- [TASK ITEM]: Pull every line containing the word "below" from the records.

*** Opening MATERIAL FOR THIS EXERCISE ***

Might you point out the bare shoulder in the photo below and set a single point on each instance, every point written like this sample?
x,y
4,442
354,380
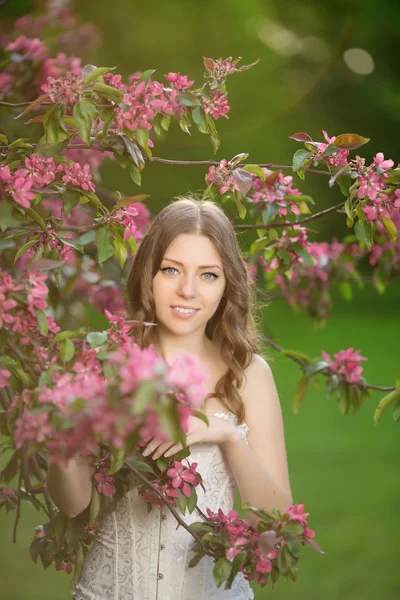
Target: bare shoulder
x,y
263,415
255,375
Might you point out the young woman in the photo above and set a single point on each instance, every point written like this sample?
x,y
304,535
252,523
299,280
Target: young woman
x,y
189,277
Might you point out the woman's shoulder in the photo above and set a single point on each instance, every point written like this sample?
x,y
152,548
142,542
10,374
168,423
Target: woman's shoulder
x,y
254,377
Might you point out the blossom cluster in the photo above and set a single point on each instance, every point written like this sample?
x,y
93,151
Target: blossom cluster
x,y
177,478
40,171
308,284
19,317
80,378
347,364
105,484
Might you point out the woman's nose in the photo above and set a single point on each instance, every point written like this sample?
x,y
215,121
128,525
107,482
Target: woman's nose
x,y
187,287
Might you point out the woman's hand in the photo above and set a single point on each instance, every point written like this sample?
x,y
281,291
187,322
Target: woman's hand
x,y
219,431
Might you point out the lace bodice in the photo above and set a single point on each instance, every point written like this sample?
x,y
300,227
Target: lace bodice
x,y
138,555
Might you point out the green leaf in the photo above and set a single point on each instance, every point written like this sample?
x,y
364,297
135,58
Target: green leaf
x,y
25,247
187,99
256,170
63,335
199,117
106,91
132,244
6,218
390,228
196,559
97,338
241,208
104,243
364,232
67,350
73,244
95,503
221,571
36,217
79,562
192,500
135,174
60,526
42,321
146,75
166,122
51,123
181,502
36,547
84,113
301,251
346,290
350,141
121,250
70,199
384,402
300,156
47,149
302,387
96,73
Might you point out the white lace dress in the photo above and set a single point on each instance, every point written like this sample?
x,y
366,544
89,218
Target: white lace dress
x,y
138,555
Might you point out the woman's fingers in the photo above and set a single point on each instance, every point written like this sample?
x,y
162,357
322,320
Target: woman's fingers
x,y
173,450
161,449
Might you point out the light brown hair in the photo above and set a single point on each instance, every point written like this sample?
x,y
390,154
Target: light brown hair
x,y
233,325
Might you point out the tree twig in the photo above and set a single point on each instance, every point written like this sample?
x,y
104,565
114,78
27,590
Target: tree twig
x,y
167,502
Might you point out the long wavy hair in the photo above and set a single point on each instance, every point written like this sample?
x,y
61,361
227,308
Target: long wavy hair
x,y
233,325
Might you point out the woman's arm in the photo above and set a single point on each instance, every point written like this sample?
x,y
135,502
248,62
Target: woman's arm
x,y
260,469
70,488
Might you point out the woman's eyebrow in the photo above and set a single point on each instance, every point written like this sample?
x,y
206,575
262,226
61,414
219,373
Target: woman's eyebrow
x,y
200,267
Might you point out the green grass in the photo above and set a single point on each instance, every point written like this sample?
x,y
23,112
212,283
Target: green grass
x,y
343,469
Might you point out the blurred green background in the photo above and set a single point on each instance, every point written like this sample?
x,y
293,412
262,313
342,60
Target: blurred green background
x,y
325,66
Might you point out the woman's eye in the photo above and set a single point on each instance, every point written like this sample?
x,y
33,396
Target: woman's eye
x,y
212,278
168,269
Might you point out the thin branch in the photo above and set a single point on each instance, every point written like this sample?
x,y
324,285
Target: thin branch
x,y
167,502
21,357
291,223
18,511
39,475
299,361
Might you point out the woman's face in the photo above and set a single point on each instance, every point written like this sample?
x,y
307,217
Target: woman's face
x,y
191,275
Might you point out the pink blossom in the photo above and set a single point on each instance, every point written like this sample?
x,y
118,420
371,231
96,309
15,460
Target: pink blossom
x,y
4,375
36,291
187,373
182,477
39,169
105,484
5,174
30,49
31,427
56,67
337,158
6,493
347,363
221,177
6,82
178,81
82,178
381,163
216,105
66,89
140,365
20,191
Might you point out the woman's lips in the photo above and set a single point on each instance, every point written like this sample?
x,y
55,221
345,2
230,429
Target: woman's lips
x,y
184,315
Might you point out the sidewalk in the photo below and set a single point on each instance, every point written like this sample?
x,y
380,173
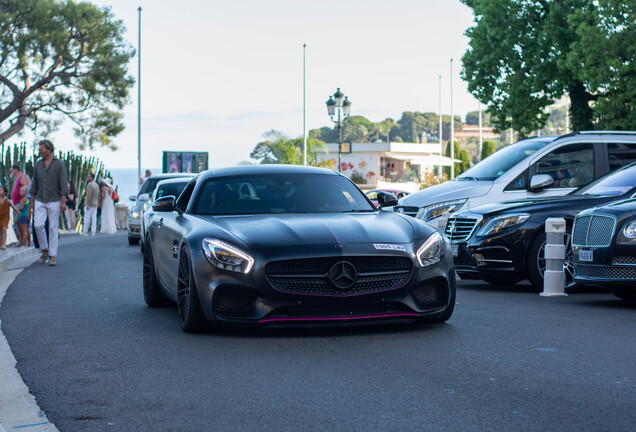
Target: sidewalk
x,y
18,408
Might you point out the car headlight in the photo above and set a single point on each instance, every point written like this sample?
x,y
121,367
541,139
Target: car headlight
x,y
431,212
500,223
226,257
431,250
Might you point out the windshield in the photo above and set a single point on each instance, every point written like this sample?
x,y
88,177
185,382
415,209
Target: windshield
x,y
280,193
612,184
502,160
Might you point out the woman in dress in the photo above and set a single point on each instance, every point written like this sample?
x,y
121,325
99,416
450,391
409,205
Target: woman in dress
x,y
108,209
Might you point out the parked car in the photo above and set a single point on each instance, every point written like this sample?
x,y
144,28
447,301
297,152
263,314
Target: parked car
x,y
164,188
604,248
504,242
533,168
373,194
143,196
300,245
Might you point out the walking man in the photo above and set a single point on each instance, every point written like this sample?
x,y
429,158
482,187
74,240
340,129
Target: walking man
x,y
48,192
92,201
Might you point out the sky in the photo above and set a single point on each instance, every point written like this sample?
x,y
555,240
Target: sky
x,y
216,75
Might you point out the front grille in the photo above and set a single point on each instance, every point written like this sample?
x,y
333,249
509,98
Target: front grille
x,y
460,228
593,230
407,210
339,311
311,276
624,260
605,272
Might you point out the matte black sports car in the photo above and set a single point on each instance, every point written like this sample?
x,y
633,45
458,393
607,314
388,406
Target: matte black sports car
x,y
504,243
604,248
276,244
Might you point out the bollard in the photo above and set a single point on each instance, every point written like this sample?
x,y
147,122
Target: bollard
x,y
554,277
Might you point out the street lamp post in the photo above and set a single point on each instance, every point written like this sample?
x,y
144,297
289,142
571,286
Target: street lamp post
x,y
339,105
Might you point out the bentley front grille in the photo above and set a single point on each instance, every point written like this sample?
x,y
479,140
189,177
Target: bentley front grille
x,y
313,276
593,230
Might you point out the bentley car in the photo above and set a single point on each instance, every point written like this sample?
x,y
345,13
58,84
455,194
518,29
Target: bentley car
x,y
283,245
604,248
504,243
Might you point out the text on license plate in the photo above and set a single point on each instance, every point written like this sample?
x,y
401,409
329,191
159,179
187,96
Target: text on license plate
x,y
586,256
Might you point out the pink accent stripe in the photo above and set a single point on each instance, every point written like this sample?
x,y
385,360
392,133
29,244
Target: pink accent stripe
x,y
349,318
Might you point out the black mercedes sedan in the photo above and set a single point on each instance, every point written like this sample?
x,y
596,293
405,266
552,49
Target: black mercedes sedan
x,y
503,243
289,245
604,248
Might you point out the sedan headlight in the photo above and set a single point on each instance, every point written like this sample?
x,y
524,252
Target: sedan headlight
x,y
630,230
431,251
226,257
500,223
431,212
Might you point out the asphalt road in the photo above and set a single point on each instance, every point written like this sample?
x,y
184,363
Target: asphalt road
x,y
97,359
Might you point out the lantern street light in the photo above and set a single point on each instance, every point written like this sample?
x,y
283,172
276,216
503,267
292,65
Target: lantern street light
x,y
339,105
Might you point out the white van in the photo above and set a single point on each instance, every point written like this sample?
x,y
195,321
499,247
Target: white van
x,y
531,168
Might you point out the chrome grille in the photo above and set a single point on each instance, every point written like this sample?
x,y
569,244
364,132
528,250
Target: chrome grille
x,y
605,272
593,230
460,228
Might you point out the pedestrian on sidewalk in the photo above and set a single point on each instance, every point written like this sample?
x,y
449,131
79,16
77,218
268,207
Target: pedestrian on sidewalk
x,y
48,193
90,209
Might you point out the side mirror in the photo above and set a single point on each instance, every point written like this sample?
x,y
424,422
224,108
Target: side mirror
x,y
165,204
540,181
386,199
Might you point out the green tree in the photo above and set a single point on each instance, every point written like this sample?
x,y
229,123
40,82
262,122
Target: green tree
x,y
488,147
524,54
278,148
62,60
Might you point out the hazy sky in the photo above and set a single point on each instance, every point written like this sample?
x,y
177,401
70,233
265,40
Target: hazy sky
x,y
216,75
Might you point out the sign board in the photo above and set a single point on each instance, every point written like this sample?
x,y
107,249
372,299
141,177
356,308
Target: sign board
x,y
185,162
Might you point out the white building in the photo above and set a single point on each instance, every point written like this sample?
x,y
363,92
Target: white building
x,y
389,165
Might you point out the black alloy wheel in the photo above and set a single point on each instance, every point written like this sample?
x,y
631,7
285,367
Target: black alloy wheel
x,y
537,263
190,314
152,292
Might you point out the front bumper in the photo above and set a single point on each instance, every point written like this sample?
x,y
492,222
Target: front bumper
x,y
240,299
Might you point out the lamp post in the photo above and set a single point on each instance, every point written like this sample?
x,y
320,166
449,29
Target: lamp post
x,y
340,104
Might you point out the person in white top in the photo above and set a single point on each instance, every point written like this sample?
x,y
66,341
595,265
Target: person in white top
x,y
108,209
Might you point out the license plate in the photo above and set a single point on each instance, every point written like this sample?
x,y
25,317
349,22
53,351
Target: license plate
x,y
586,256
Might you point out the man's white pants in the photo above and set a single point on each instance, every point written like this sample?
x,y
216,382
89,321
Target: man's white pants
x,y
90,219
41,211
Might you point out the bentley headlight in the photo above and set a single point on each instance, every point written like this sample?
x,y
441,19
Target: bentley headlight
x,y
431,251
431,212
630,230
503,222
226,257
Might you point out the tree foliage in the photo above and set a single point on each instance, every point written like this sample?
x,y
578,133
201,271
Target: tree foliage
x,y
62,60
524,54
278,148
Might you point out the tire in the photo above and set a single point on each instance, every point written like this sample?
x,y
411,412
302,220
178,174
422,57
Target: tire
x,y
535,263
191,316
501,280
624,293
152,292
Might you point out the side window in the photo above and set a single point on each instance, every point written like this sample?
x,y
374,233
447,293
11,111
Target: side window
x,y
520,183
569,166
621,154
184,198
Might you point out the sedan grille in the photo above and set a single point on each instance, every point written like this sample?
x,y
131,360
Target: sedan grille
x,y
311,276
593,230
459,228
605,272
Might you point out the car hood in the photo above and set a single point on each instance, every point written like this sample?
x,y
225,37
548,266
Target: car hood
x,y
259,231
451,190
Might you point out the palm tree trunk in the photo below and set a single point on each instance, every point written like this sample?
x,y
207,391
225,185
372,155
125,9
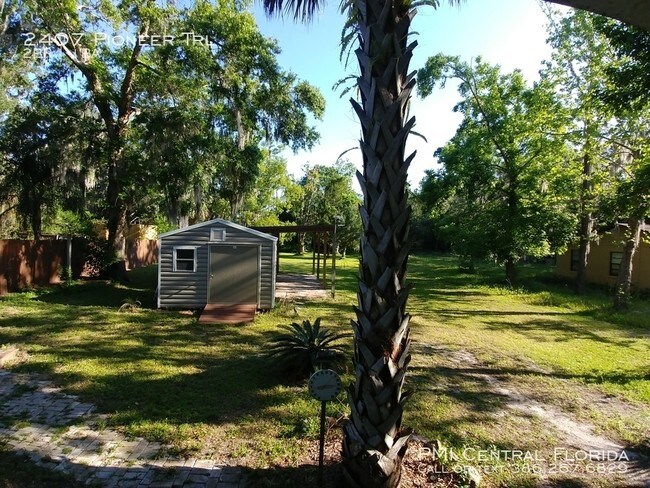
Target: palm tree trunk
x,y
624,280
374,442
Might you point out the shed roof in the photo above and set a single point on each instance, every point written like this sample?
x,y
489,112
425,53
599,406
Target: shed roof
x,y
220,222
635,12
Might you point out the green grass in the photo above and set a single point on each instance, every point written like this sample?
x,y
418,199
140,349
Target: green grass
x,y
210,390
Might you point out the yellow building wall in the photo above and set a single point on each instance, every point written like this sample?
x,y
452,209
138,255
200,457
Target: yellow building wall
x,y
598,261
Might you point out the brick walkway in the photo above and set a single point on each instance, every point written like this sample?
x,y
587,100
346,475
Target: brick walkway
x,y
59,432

*** Closing MATERIAL FOR THIS EXERCISE ***

- [THE ANSWER]:
Might you point out the bare shoulder in the photo below and set a single point on each instance, every point written like this sample?
Might you point out the sidewalk in the photo below and set a single point on each instance, every point written like this sample?
Might you point out the palm tree trunk in the photo below and set a single point on each instance, every point written like this sample?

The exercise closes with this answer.